= TASK REQUIREMENTS =
In full and without deviation, reproduce the records that follow.

[Recorded data]
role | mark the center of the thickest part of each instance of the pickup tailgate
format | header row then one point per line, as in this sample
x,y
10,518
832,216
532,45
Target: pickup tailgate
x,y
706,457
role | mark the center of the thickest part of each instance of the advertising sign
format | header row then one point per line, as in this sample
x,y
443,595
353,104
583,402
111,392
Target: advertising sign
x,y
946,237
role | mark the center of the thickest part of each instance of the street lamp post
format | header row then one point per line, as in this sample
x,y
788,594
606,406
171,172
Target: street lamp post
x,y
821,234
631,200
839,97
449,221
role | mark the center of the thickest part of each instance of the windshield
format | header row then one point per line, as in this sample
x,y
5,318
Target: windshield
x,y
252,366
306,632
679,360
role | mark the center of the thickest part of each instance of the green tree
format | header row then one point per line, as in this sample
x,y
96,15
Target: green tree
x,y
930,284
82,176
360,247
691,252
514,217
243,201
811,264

= EXERCISE RESULT =
role | mark the center of the thickest part of each instance of the pickup tailgate
format | header row then one point per line, as in this sample
x,y
10,518
832,216
532,45
Target: pickup tailgate
x,y
706,457
role | mark the center of the thickest part of each instance of the advertising sign
format | header row then one point per line, as in this sample
x,y
443,595
353,104
583,402
111,392
Target: advertising sign
x,y
946,237
role | mark the center of the thickest part of each instance of the street lamp post
format | header row then one point per line, as in this sample
x,y
788,594
606,406
171,172
Target: street lamp post
x,y
821,234
631,200
839,97
449,221
role | mark the center of the thickest part of each instance of the windshield
format | header row then one point per line, as in this sample
x,y
5,318
Target: windshield
x,y
252,366
306,632
679,360
role | mark the center of the thickest part of each instance of the green tree
format | header row then one point per line, as in this sample
x,y
96,15
Target: green tree
x,y
930,284
82,176
360,247
691,252
514,217
243,201
811,264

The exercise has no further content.